*** RECORD LIST ***

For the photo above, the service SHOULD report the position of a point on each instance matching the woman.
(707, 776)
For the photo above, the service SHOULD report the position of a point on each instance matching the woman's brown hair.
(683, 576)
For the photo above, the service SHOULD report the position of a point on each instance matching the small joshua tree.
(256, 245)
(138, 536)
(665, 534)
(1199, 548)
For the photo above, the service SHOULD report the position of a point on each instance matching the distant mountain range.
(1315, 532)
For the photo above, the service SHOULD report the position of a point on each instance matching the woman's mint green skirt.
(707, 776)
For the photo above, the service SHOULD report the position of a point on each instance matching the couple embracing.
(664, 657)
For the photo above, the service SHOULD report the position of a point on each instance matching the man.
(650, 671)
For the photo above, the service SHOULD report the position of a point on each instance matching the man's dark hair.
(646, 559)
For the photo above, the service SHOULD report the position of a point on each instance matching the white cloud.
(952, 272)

***

▶ YOUR INSTRUCTIONS:
Rescale the material above by writing out every line again, including the lines of text, with each coordinate multiplied by 1.45 and rounded to the nearest whole number, halves rounded up.

▶ REPLY TO THE EXERCISE:
For the photo above, the service SHOULD report the position of a point on each instance matching the woman.
(1025, 1125)
For the photo above, the service SHOULD report the position of a point on each instance matching the woman's brown hair.
(990, 835)
For the photo above, the service SHOULD report the position of a point on each instance matching the small joshua tree.
(371, 355)
(200, 777)
(964, 774)
(1739, 795)
For the photo above, the service SHOULD report the position of a point on each instance matching the distant mountain range.
(1907, 771)
For the photo above, the service SHOULD report the position of a point on each instance matching the woman's mint green skirt.
(1025, 1125)
For the photo above, the service SHOULD report the position of a point on each instance matching the couple embracing.
(963, 953)
For the photo above, the service SHOULD report the position of a point on each instance matching the man.
(943, 973)
For the photo above, the service SHOULD report the position of a point on each instance matching the man's dark hair.
(937, 811)
For the photo above, the service SHOULD report the position of a point on each instance matching the white cloud.
(1380, 394)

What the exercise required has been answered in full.